▶ _Aim of the task_
Pick out every line in the items below that contains the word "light", matching case exactly, and copy each of those lines.

▶ _Rows from a segmentation dataset_
START

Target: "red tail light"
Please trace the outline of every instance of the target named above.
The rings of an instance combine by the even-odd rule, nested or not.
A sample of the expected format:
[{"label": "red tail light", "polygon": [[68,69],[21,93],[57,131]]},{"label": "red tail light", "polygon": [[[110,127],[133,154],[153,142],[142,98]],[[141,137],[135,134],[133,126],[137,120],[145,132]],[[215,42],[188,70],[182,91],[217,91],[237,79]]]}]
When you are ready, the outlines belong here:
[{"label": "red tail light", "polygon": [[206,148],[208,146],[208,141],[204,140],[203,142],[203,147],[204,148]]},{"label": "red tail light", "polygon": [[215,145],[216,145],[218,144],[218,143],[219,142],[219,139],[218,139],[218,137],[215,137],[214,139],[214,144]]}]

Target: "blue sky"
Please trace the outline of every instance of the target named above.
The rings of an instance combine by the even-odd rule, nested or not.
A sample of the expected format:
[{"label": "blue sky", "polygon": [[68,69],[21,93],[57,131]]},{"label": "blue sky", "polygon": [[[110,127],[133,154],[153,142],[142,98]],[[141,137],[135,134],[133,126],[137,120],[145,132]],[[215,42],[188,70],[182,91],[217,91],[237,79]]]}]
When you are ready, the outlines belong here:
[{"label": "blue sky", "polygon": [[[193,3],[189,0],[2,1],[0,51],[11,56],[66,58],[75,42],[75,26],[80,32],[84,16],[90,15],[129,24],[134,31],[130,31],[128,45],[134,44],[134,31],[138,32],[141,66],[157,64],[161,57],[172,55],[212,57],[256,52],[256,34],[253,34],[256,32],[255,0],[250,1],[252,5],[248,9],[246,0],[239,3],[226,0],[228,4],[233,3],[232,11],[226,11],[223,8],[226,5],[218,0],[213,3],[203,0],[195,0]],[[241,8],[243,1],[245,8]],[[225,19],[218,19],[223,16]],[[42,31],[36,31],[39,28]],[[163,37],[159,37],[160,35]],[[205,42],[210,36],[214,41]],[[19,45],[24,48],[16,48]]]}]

END

▶ _Output of the task_
Target: "red tail light"
[{"label": "red tail light", "polygon": [[68,69],[21,93],[57,131]]},{"label": "red tail light", "polygon": [[[110,127],[133,154],[153,142],[142,98]],[[141,137],[135,134],[133,126],[137,120],[145,132]],[[215,42],[188,70],[182,91],[217,91],[237,79]]]}]
[{"label": "red tail light", "polygon": [[206,148],[208,146],[208,141],[204,140],[203,142],[203,147],[204,148]]},{"label": "red tail light", "polygon": [[215,145],[216,145],[218,144],[218,143],[219,142],[219,139],[218,139],[218,137],[215,137],[214,139],[214,144]]}]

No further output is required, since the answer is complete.